Set task A: In the member reviews of the Paris essay collection, who is named as its editor?

— begin Excerpt —

Member Reviews
I enjoyed this book so much-- contributions from some of my absolute favorite authors, taking place in a city I love.
3.5 stars that I rounded up. One thing I notice about travel stories is that they frequently converge on the same theme, which is that if you plan your own trip, it is necessary to embrace the change, messiness, and deviations from the plan that inevitably arise when things don't follow your neat itinerary. Nearly every story in the collection makes this point in some way, and it's a resonant one with me because it mirrors my own experiences with increasing my psychological flexibility as a frequent traveler.
A Paris All Your Own, like nearly all collections, is uneven in the quality of its contributions, but there were a couple I enjoyed very much: MJ Rose, J Courtney Sullivan, Paula McLain (the last line especially), and Maggie Shipstead (begrudgingly, because I saw a lot of myself in her cloistering in a fancy part of a famous new city).
The preface acknowledges the lack of diversity in the chosen authors, which I'd like to echo here. To some extent, this is a function of the fact that all the authors had to have published a book that in some way contains Paris, and class demographics make this likely to be financially comfortable, straight white women. But it would have been a better book, and a richer experience, to nix this requirement in favor of just including "women writers who have been to Paris" and curate a more diverse collection.
I am not a world traveler. I don’t dream of visiting Paris but I love to read about Paris. The Paris of different eras, different stations in life, and for different people all intrigue me.
This collection of short stories about Paris is wonderful. I love that not every short story is the same. There are stories of family visits, stories of visiting the tourist stops, stories of the art and galleries, and stories of not enjoying Paris. There were so many different views and perspectives of visiting, living, and seeing Paris that I found myself devouring each one. I was anxious to get to the next story.
Between each story there were short bios of the authors along with their likes, dislikes, and memories of Paris which I found informative. It was interesting to learn a little about the authors along with what influenced their memories of Paris.
Whether you have visited Paris, dream of visiting Paris, or just like to live vicariously through what you read this is a great collection of short stories.
"A collection of all-new Paris-themed essays written by some of the biggest names in women’s fiction, including Paula McLain, Therese Anne Fowler, Maggie Shipstead, and Lauren Willig, edited by Eleanor Brown, the New York Times bestselling author of The Weird Sisters and The Light of Paris.

— end Excerpt —
— begin Dataset extract —

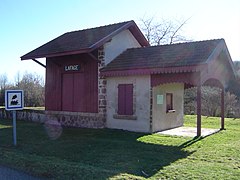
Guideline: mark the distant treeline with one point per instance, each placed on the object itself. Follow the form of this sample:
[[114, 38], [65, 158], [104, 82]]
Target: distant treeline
[[211, 98]]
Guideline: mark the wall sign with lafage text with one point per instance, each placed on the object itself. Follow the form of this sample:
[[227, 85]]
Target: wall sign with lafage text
[[75, 67]]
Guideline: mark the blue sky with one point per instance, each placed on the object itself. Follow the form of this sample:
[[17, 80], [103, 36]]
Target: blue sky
[[27, 24]]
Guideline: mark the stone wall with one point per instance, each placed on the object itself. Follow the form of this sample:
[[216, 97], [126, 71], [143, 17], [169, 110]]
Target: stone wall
[[76, 119], [67, 119]]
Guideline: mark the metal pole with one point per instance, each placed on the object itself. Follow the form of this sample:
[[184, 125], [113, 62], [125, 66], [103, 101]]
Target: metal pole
[[199, 110], [14, 128]]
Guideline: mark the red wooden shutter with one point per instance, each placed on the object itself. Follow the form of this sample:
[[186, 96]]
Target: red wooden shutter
[[121, 99], [129, 99], [125, 99]]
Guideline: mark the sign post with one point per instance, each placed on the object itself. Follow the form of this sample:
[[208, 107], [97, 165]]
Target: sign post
[[14, 101]]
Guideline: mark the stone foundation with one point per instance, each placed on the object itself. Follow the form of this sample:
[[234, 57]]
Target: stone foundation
[[68, 119], [77, 119]]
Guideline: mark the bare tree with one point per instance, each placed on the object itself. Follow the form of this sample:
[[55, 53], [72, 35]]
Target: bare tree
[[164, 32]]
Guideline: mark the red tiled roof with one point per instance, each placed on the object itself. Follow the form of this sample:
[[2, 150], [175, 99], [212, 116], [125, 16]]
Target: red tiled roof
[[84, 40], [164, 56]]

— end Dataset extract —

Set task B: Render everything in the listing from the line containing "Guideline: mark the stone wall" down through the line containing "[[14, 101]]" as a Markdown table with the columns Row and Line, numbering each line under Row.

Written answer A: Eleanor Brown

Written answer B:
| Row | Line |
|---|---|
| 1 | Guideline: mark the stone wall with one point per instance, each placed on the object itself. Follow the form of this sample: |
| 2 | [[216, 97], [126, 71], [143, 17], [169, 110]] |
| 3 | Target: stone wall |
| 4 | [[76, 119], [67, 119]] |
| 5 | Guideline: mark the metal pole with one point per instance, each placed on the object itself. Follow the form of this sample: |
| 6 | [[184, 125], [113, 62], [125, 66], [103, 101]] |
| 7 | Target: metal pole |
| 8 | [[199, 110], [14, 128]] |
| 9 | Guideline: mark the red wooden shutter with one point per instance, each placed on the object itself. Follow the form of this sample: |
| 10 | [[186, 96]] |
| 11 | Target: red wooden shutter |
| 12 | [[121, 99], [129, 99], [125, 99]] |
| 13 | Guideline: mark the sign post with one point per instance, each placed on the object itself. Follow the form of this sample: |
| 14 | [[208, 107], [97, 165]] |
| 15 | Target: sign post |
| 16 | [[14, 101]] |